__What is needed__: According to the Badowski case summary, which state's law did the court apply, and why?

__Selected text__:

[Start of section]

New York Court Holds That Revlon Standards Are Not Triggered In A Stock-for-Stock Merger Where No Change of Control Results

The recent decision in Badowski v. Corrao, No. 652986/2011, NYLJ 1202642854864 (Sup. Ct. N.Y. County, Commercial Division), is a timely application by a New York court of the limitations of so-called Revlon duties to stock-for-stock mergers.

In Badowski, the court dismissed with prejudice a class action brought by a shareholder of the target (Vertro, Inc.), challenging Vertro's stock-for-stock merger with Inuvo, Inc. The court applied Delaware law under the internal affairs rule because Vertro is incorporated under the laws of Delaware. In applying Delaware law, the court clearly adhered to the principle that Revlon duties are not implicated where the challenged transaction does not result in a true change of control.

[End of section]

[Saved entries]
[Start of section]

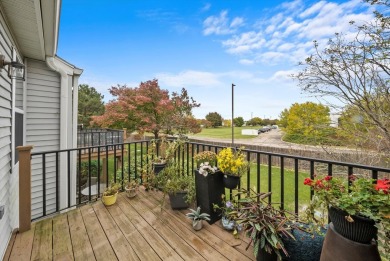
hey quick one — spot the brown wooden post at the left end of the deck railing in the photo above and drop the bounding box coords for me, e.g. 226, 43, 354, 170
16, 146, 33, 232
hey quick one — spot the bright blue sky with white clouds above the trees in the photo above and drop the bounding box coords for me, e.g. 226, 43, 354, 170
58, 0, 373, 120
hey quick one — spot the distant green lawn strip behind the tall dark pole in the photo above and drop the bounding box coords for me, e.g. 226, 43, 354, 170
192, 126, 260, 139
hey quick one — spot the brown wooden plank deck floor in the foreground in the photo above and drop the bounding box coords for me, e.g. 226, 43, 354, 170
5, 189, 255, 261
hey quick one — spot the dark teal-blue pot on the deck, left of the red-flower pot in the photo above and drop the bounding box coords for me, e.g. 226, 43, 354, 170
282, 223, 326, 261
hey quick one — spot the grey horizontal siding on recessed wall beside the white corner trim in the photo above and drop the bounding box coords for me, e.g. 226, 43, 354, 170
26, 59, 60, 218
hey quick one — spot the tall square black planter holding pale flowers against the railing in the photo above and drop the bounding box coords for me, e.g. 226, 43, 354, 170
195, 170, 225, 224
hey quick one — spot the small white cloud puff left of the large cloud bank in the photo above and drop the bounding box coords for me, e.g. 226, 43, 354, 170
203, 10, 244, 35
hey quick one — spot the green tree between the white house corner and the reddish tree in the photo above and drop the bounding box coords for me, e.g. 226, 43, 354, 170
78, 84, 104, 127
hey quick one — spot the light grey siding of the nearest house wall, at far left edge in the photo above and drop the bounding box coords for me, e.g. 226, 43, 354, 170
0, 17, 12, 259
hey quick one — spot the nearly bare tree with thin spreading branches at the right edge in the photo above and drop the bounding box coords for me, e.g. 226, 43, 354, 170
293, 0, 390, 150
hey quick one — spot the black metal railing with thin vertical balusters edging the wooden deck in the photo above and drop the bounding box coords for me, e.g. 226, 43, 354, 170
31, 140, 390, 220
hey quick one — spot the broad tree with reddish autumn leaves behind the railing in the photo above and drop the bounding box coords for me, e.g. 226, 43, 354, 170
93, 79, 200, 138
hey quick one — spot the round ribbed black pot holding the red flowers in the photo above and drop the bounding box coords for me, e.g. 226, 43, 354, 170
329, 207, 378, 244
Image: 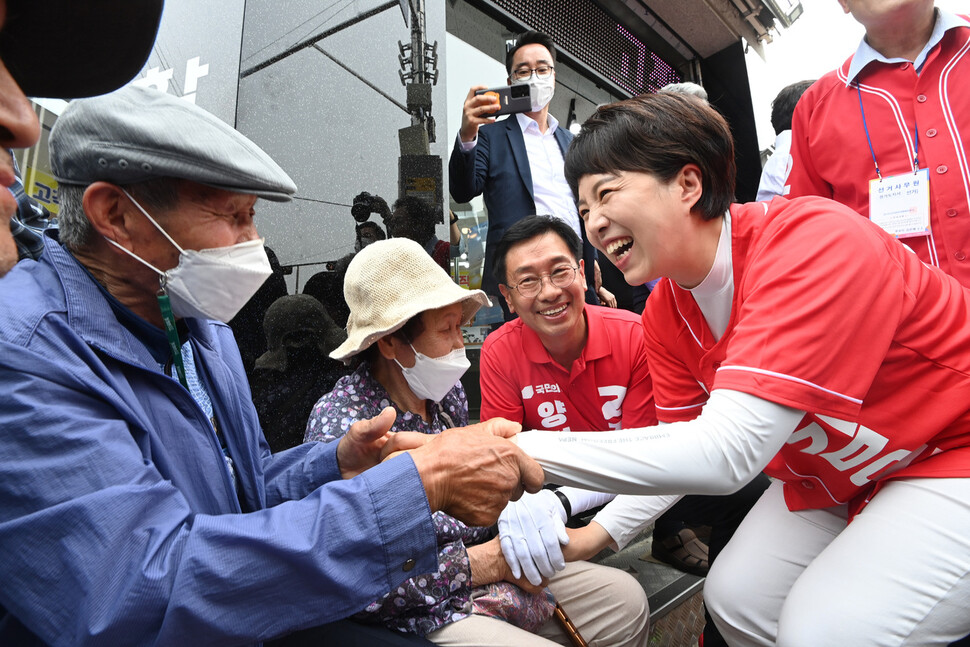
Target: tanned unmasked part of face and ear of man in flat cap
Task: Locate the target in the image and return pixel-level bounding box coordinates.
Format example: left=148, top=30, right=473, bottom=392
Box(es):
left=132, top=181, right=259, bottom=270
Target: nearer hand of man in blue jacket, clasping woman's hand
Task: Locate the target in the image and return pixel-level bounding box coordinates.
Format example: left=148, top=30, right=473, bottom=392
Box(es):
left=410, top=420, right=543, bottom=526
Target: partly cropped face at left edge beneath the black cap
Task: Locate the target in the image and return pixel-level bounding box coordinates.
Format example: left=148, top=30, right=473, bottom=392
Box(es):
left=0, top=0, right=40, bottom=276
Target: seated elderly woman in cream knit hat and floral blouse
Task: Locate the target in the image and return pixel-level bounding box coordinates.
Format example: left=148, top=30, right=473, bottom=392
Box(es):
left=306, top=238, right=646, bottom=647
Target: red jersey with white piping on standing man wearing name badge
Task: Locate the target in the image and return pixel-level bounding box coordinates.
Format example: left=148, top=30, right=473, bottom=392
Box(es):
left=787, top=15, right=970, bottom=287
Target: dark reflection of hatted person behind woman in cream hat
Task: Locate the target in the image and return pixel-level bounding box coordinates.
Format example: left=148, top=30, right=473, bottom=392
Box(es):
left=252, top=294, right=350, bottom=452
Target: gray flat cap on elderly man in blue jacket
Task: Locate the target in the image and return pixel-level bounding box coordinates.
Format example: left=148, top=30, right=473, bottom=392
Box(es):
left=50, top=86, right=296, bottom=202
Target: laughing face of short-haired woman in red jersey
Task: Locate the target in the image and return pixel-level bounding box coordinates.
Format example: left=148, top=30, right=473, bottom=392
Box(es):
left=579, top=171, right=690, bottom=285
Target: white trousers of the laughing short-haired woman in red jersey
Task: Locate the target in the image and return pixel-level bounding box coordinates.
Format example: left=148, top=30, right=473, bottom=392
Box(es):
left=704, top=478, right=970, bottom=647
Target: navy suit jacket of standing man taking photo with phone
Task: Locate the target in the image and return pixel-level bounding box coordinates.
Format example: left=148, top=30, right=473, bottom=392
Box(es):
left=448, top=115, right=598, bottom=304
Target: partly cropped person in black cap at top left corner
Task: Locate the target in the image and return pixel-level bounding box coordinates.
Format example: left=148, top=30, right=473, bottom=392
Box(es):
left=0, top=0, right=162, bottom=277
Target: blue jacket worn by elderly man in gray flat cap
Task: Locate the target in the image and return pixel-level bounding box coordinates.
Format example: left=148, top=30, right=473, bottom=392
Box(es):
left=0, top=238, right=437, bottom=645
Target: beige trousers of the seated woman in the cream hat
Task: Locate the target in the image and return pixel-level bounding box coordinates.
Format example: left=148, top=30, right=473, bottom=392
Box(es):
left=428, top=562, right=650, bottom=647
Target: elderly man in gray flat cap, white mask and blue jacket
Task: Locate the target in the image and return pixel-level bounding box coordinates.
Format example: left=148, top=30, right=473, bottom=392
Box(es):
left=0, top=87, right=542, bottom=645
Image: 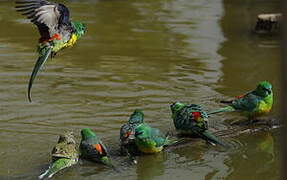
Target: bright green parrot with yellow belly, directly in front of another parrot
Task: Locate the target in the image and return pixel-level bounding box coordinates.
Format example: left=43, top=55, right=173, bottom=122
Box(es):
left=135, top=123, right=175, bottom=154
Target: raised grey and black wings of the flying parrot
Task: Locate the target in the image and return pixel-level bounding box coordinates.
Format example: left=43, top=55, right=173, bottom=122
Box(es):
left=16, top=0, right=70, bottom=40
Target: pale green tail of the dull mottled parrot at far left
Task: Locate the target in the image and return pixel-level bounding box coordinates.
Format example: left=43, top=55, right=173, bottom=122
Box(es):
left=39, top=158, right=77, bottom=179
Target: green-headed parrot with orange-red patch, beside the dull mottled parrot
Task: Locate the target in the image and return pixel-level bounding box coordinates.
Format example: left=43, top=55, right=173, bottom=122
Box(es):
left=80, top=128, right=114, bottom=168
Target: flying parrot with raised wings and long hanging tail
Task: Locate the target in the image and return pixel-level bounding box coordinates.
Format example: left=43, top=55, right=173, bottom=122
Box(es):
left=16, top=0, right=86, bottom=102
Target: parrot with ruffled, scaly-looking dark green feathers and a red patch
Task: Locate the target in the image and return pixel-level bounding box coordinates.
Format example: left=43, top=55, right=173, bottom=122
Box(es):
left=170, top=102, right=227, bottom=147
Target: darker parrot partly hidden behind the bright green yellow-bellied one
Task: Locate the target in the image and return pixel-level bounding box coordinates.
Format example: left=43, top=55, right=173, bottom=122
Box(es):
left=120, top=109, right=144, bottom=164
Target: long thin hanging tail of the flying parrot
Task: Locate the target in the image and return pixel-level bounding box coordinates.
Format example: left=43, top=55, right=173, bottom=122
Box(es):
left=28, top=46, right=52, bottom=102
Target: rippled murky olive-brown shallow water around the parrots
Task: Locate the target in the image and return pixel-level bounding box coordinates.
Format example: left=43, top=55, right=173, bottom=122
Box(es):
left=0, top=0, right=281, bottom=180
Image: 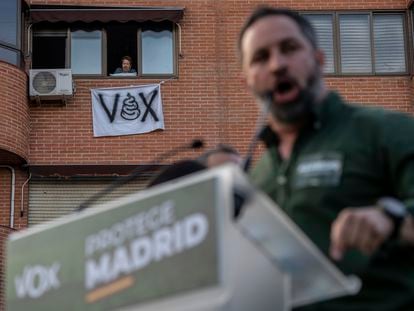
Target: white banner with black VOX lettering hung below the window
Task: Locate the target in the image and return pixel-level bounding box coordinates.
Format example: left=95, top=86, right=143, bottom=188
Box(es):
left=91, top=84, right=164, bottom=137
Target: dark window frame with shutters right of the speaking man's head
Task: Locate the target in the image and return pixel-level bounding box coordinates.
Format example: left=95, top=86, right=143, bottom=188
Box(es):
left=300, top=10, right=414, bottom=77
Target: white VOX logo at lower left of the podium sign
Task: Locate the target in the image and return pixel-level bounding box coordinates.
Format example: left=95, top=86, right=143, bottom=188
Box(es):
left=14, top=262, right=60, bottom=298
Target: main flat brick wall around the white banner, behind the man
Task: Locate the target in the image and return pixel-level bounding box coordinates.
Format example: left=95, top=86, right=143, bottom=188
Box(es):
left=30, top=0, right=412, bottom=164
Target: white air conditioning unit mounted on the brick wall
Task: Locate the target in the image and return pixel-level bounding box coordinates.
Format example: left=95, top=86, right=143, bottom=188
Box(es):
left=29, top=69, right=73, bottom=99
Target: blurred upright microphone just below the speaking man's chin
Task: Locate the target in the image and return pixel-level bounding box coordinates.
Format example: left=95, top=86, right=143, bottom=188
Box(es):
left=242, top=91, right=273, bottom=172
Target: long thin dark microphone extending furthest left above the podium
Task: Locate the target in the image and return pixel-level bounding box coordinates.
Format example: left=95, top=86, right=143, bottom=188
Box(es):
left=76, top=139, right=204, bottom=212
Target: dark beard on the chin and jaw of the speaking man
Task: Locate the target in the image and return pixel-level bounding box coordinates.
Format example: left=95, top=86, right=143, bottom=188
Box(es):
left=261, top=72, right=320, bottom=124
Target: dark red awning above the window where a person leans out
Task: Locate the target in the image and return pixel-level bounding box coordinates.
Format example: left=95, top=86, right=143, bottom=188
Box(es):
left=29, top=5, right=184, bottom=23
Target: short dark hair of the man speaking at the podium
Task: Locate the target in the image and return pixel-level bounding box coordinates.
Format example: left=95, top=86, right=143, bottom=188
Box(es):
left=237, top=6, right=318, bottom=56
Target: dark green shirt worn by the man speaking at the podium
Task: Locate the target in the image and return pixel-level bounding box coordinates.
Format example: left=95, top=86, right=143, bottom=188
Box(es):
left=251, top=92, right=414, bottom=311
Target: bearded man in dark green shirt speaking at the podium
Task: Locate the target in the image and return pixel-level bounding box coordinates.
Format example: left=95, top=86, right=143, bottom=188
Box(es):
left=239, top=8, right=414, bottom=311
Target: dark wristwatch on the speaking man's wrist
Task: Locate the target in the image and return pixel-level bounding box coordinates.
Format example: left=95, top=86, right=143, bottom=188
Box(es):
left=377, top=197, right=407, bottom=239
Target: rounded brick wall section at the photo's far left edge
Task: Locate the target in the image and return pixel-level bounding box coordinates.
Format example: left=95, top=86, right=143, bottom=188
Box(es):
left=0, top=61, right=30, bottom=310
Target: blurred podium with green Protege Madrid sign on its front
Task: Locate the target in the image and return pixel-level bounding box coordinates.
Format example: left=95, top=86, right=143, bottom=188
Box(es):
left=6, top=165, right=360, bottom=311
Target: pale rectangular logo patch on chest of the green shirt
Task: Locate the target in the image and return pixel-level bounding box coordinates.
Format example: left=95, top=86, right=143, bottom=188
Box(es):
left=293, top=151, right=343, bottom=188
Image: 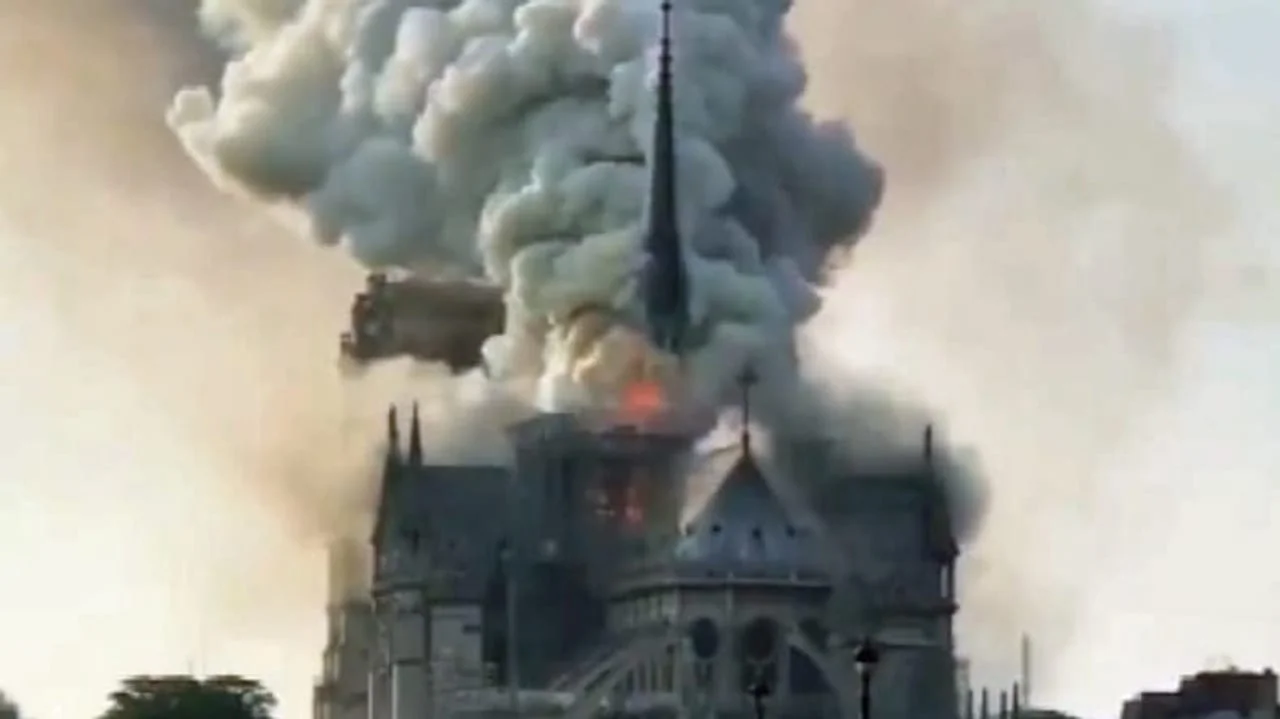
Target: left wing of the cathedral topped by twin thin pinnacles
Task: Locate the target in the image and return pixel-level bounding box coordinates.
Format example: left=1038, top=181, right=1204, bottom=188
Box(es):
left=369, top=407, right=507, bottom=719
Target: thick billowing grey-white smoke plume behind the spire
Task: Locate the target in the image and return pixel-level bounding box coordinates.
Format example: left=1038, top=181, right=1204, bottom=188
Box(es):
left=169, top=0, right=881, bottom=407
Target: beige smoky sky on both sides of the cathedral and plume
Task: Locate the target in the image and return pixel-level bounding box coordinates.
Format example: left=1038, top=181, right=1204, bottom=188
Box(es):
left=0, top=0, right=1280, bottom=719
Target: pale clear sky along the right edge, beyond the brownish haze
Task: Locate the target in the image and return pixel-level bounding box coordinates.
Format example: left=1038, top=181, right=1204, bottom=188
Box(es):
left=1039, top=0, right=1280, bottom=701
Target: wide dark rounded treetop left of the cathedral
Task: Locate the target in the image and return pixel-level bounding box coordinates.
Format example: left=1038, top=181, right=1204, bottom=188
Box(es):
left=100, top=676, right=275, bottom=719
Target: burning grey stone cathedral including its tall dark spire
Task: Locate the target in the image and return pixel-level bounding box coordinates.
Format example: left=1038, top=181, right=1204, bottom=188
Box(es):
left=315, top=6, right=960, bottom=719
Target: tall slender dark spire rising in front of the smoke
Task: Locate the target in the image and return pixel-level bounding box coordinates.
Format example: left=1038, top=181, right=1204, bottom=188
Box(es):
left=644, top=0, right=689, bottom=356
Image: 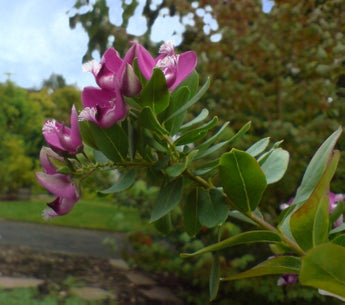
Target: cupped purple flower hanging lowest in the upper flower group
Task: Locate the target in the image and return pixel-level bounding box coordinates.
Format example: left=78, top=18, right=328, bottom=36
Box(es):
left=79, top=87, right=128, bottom=128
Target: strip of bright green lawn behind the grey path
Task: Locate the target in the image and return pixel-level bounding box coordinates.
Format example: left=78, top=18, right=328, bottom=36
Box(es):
left=0, top=199, right=152, bottom=232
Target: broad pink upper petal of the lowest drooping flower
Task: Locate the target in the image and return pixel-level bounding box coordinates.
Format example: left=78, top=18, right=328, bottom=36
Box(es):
left=36, top=172, right=76, bottom=198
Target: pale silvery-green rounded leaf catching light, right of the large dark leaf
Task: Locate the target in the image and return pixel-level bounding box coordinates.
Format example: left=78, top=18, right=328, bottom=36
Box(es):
left=261, top=148, right=289, bottom=184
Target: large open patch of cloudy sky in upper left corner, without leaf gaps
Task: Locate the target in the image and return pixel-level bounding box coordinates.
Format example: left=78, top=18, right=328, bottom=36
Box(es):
left=0, top=0, right=87, bottom=87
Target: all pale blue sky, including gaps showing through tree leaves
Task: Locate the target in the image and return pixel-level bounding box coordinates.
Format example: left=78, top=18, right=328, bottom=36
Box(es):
left=0, top=0, right=272, bottom=89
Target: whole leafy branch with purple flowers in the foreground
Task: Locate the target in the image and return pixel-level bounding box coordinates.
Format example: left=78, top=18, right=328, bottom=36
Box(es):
left=36, top=42, right=345, bottom=300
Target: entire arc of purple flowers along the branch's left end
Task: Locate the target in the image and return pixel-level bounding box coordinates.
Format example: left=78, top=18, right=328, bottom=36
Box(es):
left=36, top=42, right=197, bottom=218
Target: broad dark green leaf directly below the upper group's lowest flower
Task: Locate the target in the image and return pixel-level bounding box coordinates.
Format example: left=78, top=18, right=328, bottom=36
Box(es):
left=89, top=122, right=128, bottom=162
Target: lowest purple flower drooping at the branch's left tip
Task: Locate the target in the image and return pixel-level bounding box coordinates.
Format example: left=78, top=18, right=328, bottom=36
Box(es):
left=35, top=147, right=80, bottom=218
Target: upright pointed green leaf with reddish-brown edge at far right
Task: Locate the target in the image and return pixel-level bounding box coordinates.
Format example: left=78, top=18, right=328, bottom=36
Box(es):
left=290, top=151, right=340, bottom=250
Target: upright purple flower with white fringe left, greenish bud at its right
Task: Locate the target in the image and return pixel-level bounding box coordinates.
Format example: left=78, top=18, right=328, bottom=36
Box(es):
left=83, top=48, right=141, bottom=97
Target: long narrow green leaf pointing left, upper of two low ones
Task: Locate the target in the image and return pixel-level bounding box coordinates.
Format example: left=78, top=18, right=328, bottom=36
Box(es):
left=181, top=230, right=281, bottom=257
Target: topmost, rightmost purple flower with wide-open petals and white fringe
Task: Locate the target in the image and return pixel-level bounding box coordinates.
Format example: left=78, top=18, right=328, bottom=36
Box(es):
left=124, top=41, right=197, bottom=91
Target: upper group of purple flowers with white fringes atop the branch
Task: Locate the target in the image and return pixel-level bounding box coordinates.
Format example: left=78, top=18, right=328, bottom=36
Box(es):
left=79, top=42, right=197, bottom=128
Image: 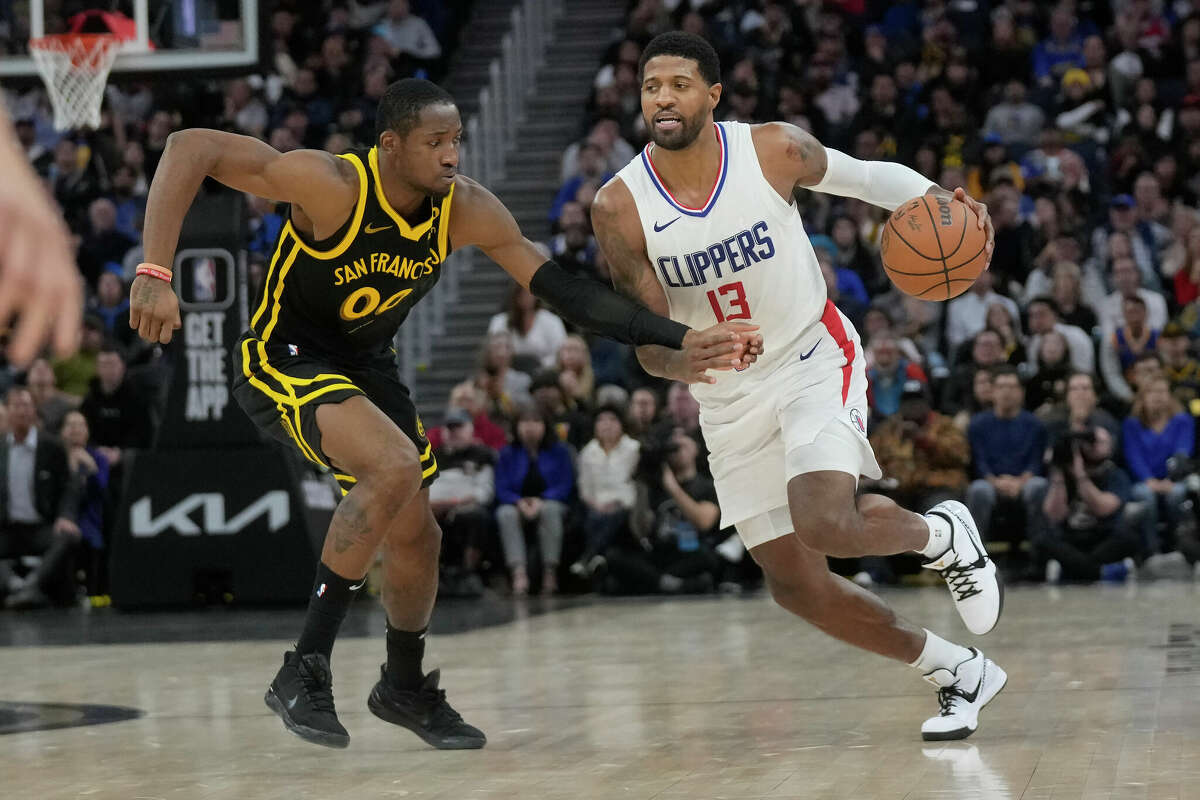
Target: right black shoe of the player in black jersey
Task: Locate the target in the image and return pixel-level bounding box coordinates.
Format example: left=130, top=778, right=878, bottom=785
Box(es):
left=367, top=667, right=487, bottom=750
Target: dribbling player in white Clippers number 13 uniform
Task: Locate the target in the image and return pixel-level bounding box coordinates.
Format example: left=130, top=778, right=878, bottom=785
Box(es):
left=593, top=32, right=1007, bottom=740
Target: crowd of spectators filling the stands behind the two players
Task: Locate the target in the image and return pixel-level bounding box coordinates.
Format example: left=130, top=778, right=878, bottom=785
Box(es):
left=7, top=0, right=1200, bottom=609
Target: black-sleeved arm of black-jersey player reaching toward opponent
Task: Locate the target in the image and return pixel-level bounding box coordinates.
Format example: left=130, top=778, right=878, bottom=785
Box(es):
left=450, top=176, right=749, bottom=380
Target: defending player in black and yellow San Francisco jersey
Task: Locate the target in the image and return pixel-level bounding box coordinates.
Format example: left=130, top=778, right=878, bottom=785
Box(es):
left=130, top=79, right=762, bottom=748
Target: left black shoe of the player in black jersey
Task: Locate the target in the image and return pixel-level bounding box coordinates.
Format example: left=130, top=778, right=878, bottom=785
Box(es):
left=263, top=650, right=350, bottom=747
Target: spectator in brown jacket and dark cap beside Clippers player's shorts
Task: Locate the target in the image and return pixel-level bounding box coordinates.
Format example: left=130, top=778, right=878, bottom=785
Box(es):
left=871, top=380, right=971, bottom=510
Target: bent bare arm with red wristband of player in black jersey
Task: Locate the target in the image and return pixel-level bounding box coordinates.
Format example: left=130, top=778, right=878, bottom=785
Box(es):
left=130, top=128, right=359, bottom=344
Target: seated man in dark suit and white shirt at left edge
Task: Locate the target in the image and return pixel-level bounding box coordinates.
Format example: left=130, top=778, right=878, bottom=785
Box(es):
left=0, top=386, right=79, bottom=609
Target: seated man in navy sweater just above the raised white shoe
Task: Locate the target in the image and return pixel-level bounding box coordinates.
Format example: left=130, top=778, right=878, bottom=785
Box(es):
left=967, top=365, right=1046, bottom=551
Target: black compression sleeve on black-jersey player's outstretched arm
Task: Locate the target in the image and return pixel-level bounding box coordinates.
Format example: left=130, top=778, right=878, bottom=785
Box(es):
left=529, top=261, right=691, bottom=350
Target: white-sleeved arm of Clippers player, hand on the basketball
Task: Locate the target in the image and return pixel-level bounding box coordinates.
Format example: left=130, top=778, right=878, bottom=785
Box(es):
left=754, top=122, right=996, bottom=261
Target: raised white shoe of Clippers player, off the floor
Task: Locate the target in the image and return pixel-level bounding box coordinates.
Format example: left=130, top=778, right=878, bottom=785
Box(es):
left=922, top=500, right=1004, bottom=636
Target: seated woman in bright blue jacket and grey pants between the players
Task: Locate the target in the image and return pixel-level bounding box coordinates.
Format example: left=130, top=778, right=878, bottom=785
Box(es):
left=496, top=404, right=575, bottom=596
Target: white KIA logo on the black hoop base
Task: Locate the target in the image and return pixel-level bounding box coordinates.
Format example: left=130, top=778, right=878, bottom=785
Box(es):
left=130, top=489, right=292, bottom=539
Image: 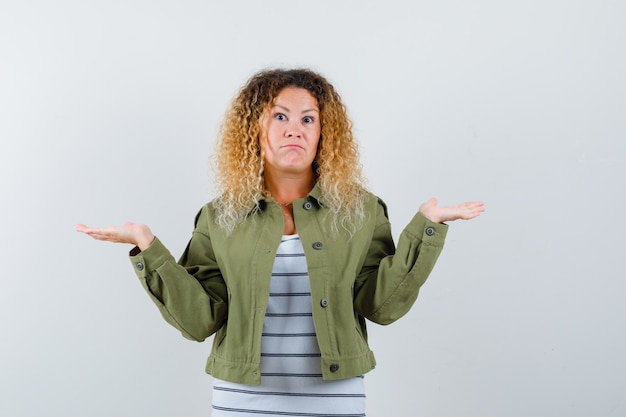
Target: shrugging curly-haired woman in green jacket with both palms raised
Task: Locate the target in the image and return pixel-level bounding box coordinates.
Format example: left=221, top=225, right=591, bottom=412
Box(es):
left=77, top=69, right=483, bottom=417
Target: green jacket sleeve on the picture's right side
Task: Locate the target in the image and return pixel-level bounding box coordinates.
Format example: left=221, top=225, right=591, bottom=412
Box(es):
left=354, top=199, right=448, bottom=324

[End of section]

__Written solution__: The court applied Delaware law under the internal affairs rule because Vertro is incorporated under the laws of Delaware.